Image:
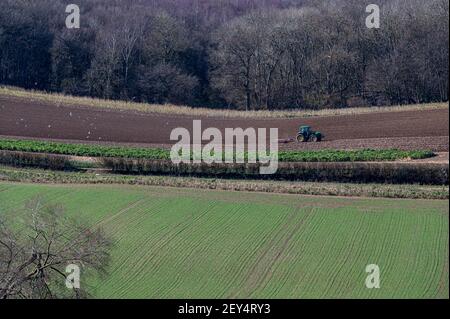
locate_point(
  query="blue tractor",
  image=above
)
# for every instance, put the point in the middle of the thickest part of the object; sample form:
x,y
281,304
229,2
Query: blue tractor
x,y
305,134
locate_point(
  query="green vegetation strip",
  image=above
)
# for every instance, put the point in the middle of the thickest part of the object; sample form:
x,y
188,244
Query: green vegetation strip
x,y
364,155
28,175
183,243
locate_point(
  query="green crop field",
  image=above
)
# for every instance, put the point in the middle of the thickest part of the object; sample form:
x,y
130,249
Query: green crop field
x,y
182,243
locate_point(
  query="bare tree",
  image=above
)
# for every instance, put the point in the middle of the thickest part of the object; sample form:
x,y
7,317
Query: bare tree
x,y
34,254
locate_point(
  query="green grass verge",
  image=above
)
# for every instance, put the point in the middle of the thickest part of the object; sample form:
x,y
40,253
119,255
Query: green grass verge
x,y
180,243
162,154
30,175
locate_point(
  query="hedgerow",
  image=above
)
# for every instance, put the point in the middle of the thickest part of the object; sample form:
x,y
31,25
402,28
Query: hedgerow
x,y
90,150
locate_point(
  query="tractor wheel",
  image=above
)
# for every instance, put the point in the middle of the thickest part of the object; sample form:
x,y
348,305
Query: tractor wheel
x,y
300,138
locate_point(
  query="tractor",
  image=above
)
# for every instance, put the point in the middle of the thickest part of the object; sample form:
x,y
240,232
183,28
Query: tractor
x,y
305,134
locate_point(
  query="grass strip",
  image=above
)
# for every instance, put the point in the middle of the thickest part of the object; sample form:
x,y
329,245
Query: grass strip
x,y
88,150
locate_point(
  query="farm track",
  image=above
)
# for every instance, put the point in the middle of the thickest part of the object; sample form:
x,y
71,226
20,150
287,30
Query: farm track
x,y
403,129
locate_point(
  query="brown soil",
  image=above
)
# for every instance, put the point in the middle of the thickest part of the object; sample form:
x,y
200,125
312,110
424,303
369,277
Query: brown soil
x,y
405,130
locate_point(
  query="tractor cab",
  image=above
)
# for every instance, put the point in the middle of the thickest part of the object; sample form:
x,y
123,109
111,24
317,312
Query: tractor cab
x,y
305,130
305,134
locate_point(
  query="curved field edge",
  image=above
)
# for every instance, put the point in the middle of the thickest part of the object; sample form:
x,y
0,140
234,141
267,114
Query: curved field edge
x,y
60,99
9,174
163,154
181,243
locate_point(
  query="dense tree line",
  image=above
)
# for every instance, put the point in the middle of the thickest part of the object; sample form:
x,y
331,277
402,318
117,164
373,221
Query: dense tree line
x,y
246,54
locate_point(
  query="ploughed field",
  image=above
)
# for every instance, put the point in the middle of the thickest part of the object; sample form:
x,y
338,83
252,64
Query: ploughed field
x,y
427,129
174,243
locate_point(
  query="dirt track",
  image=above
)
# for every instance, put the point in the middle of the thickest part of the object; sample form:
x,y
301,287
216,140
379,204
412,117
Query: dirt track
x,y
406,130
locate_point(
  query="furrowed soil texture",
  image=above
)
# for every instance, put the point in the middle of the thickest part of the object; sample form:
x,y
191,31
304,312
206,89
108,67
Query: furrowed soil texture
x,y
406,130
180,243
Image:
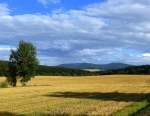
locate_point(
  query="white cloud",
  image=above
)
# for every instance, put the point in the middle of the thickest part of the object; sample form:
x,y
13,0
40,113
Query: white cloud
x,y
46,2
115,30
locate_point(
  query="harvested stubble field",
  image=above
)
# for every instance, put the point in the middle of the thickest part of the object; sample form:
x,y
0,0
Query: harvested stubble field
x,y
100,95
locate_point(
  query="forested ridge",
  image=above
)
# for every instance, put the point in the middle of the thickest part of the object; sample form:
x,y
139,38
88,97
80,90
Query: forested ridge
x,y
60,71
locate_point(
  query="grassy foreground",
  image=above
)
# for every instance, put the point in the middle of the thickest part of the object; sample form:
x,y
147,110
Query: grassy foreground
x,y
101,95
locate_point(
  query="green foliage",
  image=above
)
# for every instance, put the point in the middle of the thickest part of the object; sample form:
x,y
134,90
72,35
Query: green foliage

_To do_
Select, from the listing, all lines that include the word "foliage".

_Exercise answer_
  query="green foliage",
Query: green foliage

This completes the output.